===== TEXTE À LIRE

CONTRUCCI Jean


    Jean Contrucci est né le 7 juin 1939, licencié ès Lettres, il commence sa carrière journalistique en 1966. Il a effectué sa carrière de journaliste d’abord à feu à "Provence Magazine", puis grand reporter au "Provençal" jusqu’à son assassinat en 1997 et correspondant du "Monde" de 1974 à 1994.


Pourquoi écrire ? Est-ce que le fait d'être critique littéraire favorise ou non l'écriture ? N'y a-t-il pas une sorte de peur : étant critique, les autres critiques risquent d'être encore plus sévères envers moi ?

    Pour laisser une trace de mon passage. Sentiment puéril, mais réconfortant. Ce que j’ai écrit – bon ou mauvais - existe et me survivra. Il suffira qu’un seul lecteur de l’avenir ouvre un de mes livres pour que je ne sois pas mort tout à fait.

    Le fait d’être moi-même critique littéraire ne me gêne pas, sauf parfois en période de "création". J’ai peur de trouver chez les autres quelque chose à quoi j’aurais pensé et que je ne pourrais plus utiliser sans avoir l’air d’avoir copié sur le voisin. Sinon, ça me rend plutôt indulgent vis à vis des collègues Je sais la somme d’efforts que coûte un livre, même mauvais. Je m’interdis la "descente en flammes". Quant aux autres critiques, je ne risque rien. La profession est veule et courtisane. On me ménage ou on me flatte dans l’espoir d’un "retour d’ascenseur".

Votre premier roman, "La poisse" (adapté à la télévision sous le titre "Pris au piège", ce téléfilm avait eu un prix à Cognac) était un roman policier. Pourquoi du polar ?

    Si "La Poisse", mon premier roman, avait le forme d’un roman policier, c’est parce qu’à l’époque (1980) je n’avais pas le temps d’écrire, trop pris par le journal. Avec la trame serrée d’un polar, je pouvais écrire des petits bouts éparpillés, j’avais devant moi les rails que j’avais tracés, je ne me dispersais pas, le scénario était bouclé : conduire un innocent absolu que le lecteur connaissait comme tel vers la condamnation pour meurtre.

Avez-vous participé à l'adaptation ? Le téléfilm est-il fidèle au roman ? Est-ce vous qui avez contacté des producteurs, ou bien est-ce un producteur ou un metteur en scène qui vous a contacté ?

==========

▸ **CONSIGNE 1**: Filtre les enregistrements en recopiant chaque ligne où figure le mot "water".

===== INFORMATIONS AFFICHÉES

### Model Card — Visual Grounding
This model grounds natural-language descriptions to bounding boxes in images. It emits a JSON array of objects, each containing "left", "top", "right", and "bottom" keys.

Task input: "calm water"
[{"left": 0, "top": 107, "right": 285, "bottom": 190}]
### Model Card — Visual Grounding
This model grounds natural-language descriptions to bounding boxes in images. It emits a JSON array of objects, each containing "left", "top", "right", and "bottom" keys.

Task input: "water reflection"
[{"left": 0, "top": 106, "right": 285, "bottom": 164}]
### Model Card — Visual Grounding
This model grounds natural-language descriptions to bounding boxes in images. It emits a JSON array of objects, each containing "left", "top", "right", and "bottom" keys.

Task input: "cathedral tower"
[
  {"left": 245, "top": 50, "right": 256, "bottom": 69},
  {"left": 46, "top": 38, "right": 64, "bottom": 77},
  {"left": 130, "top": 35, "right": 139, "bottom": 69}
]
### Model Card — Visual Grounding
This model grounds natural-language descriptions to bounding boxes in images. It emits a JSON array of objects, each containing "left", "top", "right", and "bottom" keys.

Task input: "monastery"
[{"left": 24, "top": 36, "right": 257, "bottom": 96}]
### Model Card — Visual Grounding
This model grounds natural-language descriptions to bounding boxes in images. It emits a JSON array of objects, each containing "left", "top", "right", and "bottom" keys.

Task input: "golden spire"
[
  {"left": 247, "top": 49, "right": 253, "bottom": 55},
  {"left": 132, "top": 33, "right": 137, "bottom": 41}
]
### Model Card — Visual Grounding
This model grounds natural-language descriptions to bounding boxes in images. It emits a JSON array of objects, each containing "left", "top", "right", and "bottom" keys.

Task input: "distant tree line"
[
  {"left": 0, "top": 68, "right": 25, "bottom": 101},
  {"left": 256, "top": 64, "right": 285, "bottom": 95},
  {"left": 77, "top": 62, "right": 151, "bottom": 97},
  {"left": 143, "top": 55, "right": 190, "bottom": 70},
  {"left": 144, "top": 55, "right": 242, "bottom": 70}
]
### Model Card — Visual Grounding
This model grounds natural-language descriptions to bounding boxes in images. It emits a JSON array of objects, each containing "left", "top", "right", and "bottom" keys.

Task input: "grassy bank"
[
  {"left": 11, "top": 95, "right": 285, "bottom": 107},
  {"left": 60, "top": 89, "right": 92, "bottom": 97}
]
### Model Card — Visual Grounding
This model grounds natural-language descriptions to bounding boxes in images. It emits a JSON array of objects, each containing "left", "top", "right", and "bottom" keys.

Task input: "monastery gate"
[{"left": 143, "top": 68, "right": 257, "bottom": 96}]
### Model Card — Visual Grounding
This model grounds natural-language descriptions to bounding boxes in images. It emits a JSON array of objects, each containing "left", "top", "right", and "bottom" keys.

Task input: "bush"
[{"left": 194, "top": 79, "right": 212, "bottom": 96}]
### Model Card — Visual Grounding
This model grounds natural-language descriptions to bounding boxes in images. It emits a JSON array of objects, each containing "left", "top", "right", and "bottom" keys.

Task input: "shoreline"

==========

▸ **CONSIGNE 2**: Mets à jour un passage du texte sur Jean Contrucci : reprends-le à partir des mots "Jean Contrucci est" et arrête-toi après "tout à fait.", en mettant "romans" à la place de "livres".

▸ **RÉPONSE ÉCRITE 1**:
Task input: "calm water"
Task input: "water reflection"

▸ **RÉPONSE ÉCRITE 2**:
Jean Contrucci est né le 7 juin 1939, licencié ès Lettres, il commence sa carrière journalistique en 1966. Il a effectué sa carrière de journaliste d’abord à feu à "Provence Magazine", puis grand reporter au "Provençal" jusqu’à son assassinat en 1997 et correspondant du "Monde" de 1974 à 1994.


Pourquoi écrire ? Est-ce que le fait d'être critique littéraire favorise ou non l'écriture ? N'y a-t-il pas une sorte de peur : étant critique, les autres critiques risquent d'être encore plus sévères envers moi ?

    Pour laisser une trace de mon passage. Sentiment puéril, mais réconfortant. Ce que j’ai écrit – bon ou mauvais - existe et me survivra. Il suffira qu’un seul lecteur de l’avenir ouvre un de mes romans pour que je ne sois pas mort tout à fait.